[Pointing dataset items]

+++

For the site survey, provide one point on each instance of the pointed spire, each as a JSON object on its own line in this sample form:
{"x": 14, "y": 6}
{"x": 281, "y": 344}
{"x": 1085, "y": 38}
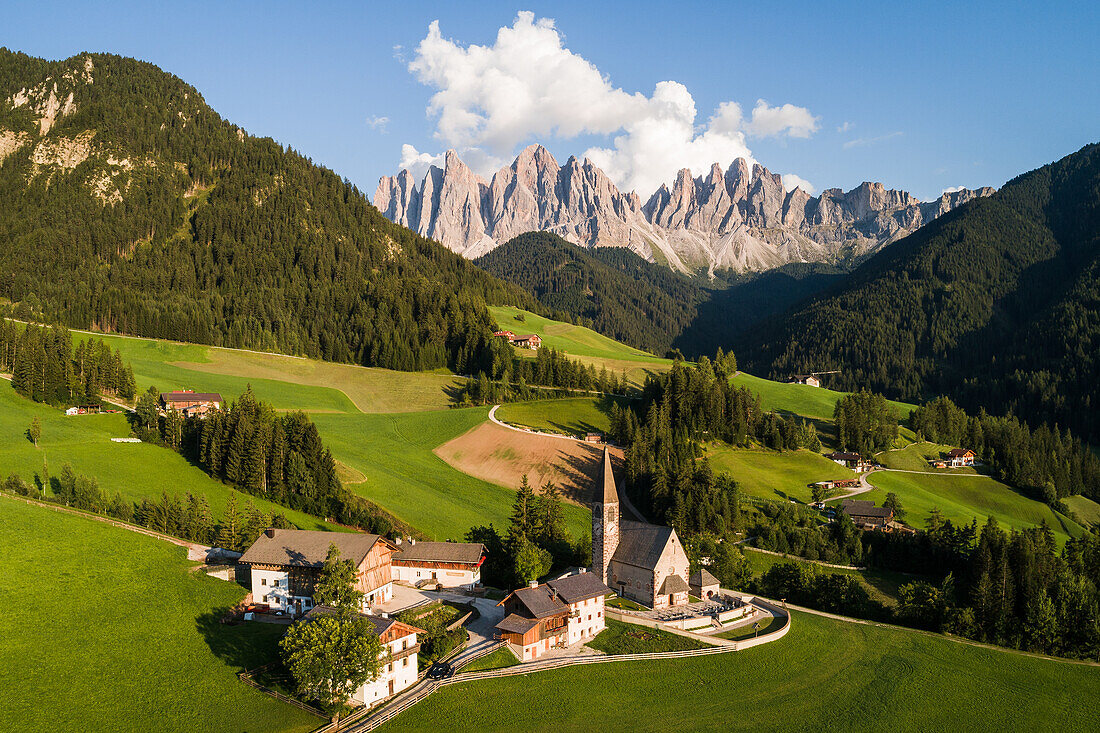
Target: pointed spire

+++

[BRIEF]
Rewrite all of the items above with "spire" swapped for "steeple" wherever it appears, keeping everything else the same. Omit the pictures from your version.

[WRITTEN RESPONSE]
For the site survey, provide one point on each instance of the pointed steeple, each as a JSON object on its own line in this sample form:
{"x": 14, "y": 6}
{"x": 281, "y": 344}
{"x": 1085, "y": 38}
Target: pointed steeple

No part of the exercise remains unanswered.